→ Data listing
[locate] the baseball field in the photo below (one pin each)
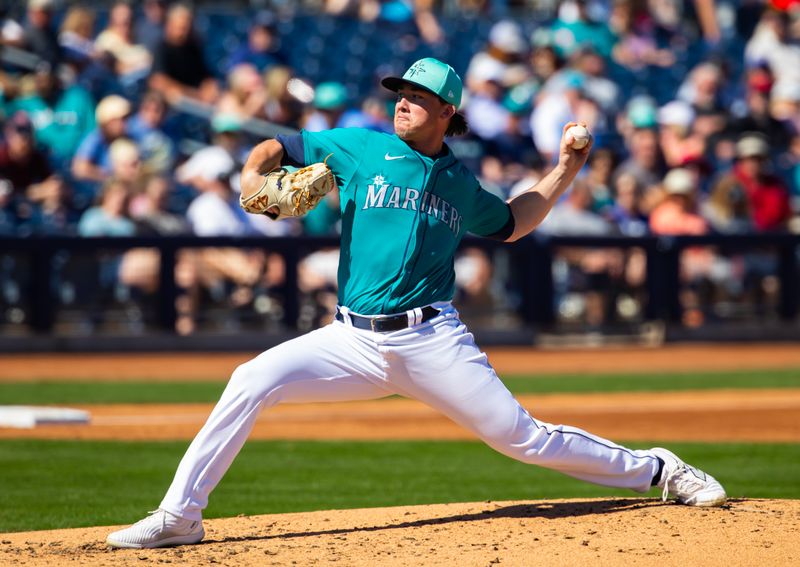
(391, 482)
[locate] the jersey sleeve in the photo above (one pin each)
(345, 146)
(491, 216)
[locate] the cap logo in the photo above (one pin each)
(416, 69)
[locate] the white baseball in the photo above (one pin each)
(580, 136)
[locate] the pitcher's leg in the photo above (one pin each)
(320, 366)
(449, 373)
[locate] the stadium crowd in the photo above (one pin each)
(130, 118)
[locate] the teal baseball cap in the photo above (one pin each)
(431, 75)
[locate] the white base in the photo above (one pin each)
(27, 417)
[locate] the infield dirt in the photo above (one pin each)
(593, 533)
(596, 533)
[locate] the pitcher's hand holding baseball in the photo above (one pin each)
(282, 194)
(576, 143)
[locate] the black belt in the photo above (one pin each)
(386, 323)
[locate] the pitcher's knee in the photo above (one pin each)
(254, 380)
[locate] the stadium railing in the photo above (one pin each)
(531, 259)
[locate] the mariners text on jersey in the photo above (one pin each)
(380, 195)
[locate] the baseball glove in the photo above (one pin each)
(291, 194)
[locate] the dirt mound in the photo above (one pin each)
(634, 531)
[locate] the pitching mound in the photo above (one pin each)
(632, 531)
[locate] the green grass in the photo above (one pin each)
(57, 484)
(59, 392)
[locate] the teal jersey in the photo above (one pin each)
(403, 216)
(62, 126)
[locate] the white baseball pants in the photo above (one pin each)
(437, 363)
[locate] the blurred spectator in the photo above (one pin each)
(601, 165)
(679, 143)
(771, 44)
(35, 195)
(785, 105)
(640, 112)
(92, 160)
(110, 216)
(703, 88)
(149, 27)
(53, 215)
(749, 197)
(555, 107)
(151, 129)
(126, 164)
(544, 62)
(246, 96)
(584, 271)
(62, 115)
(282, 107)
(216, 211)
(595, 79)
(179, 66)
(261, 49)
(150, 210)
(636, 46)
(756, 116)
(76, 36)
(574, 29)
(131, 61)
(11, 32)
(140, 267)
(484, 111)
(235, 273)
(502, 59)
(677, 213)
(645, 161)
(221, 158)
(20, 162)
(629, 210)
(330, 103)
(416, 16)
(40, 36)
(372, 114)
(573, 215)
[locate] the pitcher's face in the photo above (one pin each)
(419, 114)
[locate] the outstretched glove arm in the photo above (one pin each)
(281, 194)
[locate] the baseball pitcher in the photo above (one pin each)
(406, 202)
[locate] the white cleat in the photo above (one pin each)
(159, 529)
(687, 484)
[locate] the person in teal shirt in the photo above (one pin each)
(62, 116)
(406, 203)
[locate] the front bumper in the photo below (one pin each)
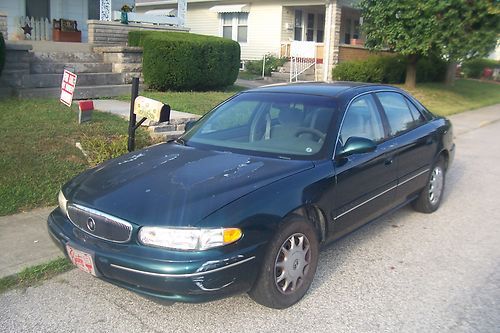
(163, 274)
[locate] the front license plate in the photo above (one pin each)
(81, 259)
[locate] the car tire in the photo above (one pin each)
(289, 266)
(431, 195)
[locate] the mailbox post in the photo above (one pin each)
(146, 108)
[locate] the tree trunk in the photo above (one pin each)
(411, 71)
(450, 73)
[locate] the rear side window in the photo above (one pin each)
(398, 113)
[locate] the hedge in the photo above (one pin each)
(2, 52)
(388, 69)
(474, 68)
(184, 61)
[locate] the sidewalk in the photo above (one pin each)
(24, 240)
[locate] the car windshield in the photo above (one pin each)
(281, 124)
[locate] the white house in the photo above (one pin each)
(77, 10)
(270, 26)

→ Activity
The job is to set down the whole listing exactly, excluding any images.

→ Task answer
[locate] the baseball field in the photo below (one pin each)
(391, 482)
[locate] the jersey sleeve in the photo above (one pin each)
(345, 146)
(491, 216)
[locate] the cap logo in the photo above (one pin each)
(416, 69)
[locate] the white baseball in the photo above (one pin each)
(580, 136)
[locate] the pitcher's leg in the photo above (one pin each)
(320, 366)
(449, 373)
[locate] the stadium crowd in the photo above (one pin each)
(130, 118)
[locate] the teal baseball cap in the photo above (one pin each)
(431, 75)
[locate] the white base in the photo above (one pin each)
(27, 417)
[locate] the infield dirt in the photo above (one pin each)
(593, 533)
(596, 533)
[locate] the pitcher's hand holding baseball in the photo above (one pin each)
(282, 194)
(576, 143)
[locate] the black belt in the photo above (one pin each)
(386, 323)
[locate] the pitcher's knee in the photo above (one pin each)
(254, 380)
[locate] the stadium railing in the photo above (one pin each)
(531, 259)
[locate] the mariners text on jersey in the photo above (one pin each)
(380, 195)
[locate] the baseball glove in the photo above (one pin each)
(291, 194)
[locate] the dirt mound in the photo above (one pin each)
(634, 531)
[locate] the pitching mound in the photo above (one pin each)
(632, 531)
[locate] the green grass in the photo above (one pin each)
(57, 484)
(59, 392)
[locate] the teal jersey in the photo above (one pin each)
(403, 216)
(62, 126)
[locate] the white baseball pants in the photo above (one pin each)
(437, 363)
[locate] the blurred spectator in the photo above (one pin each)
(601, 165)
(679, 143)
(771, 44)
(35, 195)
(785, 105)
(640, 112)
(92, 160)
(110, 216)
(703, 88)
(149, 27)
(53, 215)
(749, 197)
(555, 107)
(151, 129)
(126, 164)
(544, 62)
(246, 96)
(584, 271)
(62, 115)
(282, 107)
(216, 211)
(595, 79)
(179, 66)
(261, 49)
(150, 210)
(636, 46)
(756, 116)
(76, 36)
(574, 29)
(131, 61)
(11, 32)
(140, 267)
(484, 111)
(235, 273)
(502, 59)
(677, 213)
(645, 161)
(221, 158)
(20, 162)
(629, 210)
(330, 103)
(416, 16)
(40, 36)
(372, 114)
(573, 215)
[locate] the pitcher's face in the photo above (one pin each)
(419, 114)
[locate] the outstretched glove arm in the photo above (one pin each)
(281, 194)
[locate] the baseball pitcher in the photo above (one pin each)
(406, 202)
[locate] the white cleat in the photo above (one pin each)
(159, 529)
(687, 484)
[locate] the person in teal shirt in the photo above (one pin each)
(62, 116)
(406, 203)
[locate] the front bumper in the photo below (one pin each)
(163, 274)
[locate] the front license plate in the photo above (one pin each)
(81, 259)
[locate] the car tire in the photo above (one pin each)
(289, 266)
(431, 195)
[locate] the mailbox post in the photo above (one pin each)
(146, 108)
[locate] the tree trunk in the photo above (one pin each)
(411, 71)
(450, 73)
[locate] the rear side window in the photo above (one pin each)
(398, 113)
[locate] the hedge in the photo above (one pin each)
(2, 52)
(388, 69)
(474, 68)
(184, 61)
[locate] the sidewalk in the photo above (one pin each)
(24, 240)
[locate] the car windshield in the photo above (one pin each)
(281, 124)
[locate] the white house in the photo above (one pin each)
(77, 10)
(270, 26)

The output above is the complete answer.